Dois mochilões pela Europa (bingo!) movem “Circo invisível” enquanto a personagem Phoebe tenta recriar os passos da irmã, Faith, encerrados de forma trágica em Cinque Terre, uma das regiões mais belas da Itália. O leitor segue Egan nesse road book trágico, e a escritora parece reforçar a tese de que somos fruto do ambiente em que crescemos, algo que nunca irá se separar de nós (ou, como diria Mano Brown, “você sai do gueto mais o gueto nunca sai de você”), e isso é de suma importância na maneira como cada um lida com o autoconhecimento (bastante profundidade num romance aparentemente tradicional, não é mesmo?).
Passaram-se seis anos até que Jennifer Egan surgisse com um novo livro: lançado em 2001, “Olhe para mim” foi finalista do National Book Award e avançou no território que a escritora ainda iria desbravar com os livros futuros. Em entrevista ao jornal inglês The Guardian, publicada em setembro de 2017, Egan comentava o quanto a narrativa convencional a incomodava, e, voltando no tempo, fica fácil perceber o motivo da trama multicamadas de “Olhe para mim”: a escritora não queria se repetir e desejava levar seus personagens a novos caminhos.
Dessa forma, “Olhe para mim” se apoia no drama e no suspense de seus personagens de modo a mostrar o vazio de um mundo refém das expectativas alheias e da imagem que cada pessoa imagina lhe ser imposta. Quase como uma dupla de doppelgängers, duas mulheres chamadas Charlotte passam por arquétipos de tragédia pessoal: a primeira, mais velha, é uma modelo que sofre um acidente e vê a estrutura de seu rosto ser tomada por oitenta pinos de titânio. A segunda, mais jovem, se apaixona por um homem enigmático, e o leitor imagina o equivalente a outro acidente conforme a garota se apega. São dois desastres (sociais) inquietantes.
Cinco anos separam “Olhe para mim” de “O Torreão” (2006), e Egan cria uma reviravolta em sua escrita apoiando-se, desta vez, no romance gótico e experimental. O personagem principal é Danny, um loser que vai ao encontro do primo na Europa, um cara que planeja transformar um velho castelo num resort espiritual. Em outra dimensão encontra-se Ray (o personagem principal… opa!), um homem preso por assassinato que flerta com a professora Holly. Egan pula de um personagem para outro sem perder o poder de condução da narrativa, manipulando o leitor com armadilhas perspicazes em um romance que mistura desespero, ironia e inteligência.

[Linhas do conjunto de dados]
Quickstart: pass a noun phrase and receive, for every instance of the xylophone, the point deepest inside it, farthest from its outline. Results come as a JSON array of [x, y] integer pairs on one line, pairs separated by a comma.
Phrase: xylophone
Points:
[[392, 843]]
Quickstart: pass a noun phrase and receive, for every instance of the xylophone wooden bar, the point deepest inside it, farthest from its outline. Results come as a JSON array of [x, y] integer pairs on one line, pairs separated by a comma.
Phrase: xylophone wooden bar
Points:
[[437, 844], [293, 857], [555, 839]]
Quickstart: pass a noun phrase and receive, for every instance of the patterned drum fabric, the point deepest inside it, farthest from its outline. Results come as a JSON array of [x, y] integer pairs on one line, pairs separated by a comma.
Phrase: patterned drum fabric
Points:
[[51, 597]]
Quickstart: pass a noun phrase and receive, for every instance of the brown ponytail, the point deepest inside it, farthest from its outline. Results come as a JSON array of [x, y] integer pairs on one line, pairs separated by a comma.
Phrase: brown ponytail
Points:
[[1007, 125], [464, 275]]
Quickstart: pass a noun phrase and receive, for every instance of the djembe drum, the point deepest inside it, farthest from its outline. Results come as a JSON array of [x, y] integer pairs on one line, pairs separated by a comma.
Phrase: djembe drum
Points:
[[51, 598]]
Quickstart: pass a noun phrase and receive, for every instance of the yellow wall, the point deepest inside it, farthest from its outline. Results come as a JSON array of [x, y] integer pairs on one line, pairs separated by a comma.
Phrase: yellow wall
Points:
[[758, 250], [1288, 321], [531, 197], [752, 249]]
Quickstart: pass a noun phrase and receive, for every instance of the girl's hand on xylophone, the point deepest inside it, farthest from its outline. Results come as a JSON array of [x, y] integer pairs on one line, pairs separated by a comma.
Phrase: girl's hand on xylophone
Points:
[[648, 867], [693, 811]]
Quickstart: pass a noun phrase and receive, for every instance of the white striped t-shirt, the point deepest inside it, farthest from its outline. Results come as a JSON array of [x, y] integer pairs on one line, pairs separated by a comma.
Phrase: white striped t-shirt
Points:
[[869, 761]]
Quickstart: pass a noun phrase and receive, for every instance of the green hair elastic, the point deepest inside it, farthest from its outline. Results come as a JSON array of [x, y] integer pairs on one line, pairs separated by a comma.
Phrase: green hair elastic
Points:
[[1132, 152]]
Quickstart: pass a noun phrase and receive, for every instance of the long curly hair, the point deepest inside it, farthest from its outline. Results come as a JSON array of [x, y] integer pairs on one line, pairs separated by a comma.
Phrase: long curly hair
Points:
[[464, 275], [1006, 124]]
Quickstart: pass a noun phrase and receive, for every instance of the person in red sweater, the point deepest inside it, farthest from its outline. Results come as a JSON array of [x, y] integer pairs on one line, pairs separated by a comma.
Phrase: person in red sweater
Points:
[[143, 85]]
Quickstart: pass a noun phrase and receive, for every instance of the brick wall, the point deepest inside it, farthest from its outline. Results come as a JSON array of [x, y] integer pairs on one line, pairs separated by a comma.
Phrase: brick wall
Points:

> [Exercício]: No texto sobre os livros de Jennifer Egan, quantos pinos de titânio passam a compor o rosto da Charlotte mais velha em “Olhe para mim”?

> [Resposta]: Oitenta pinos de titânio.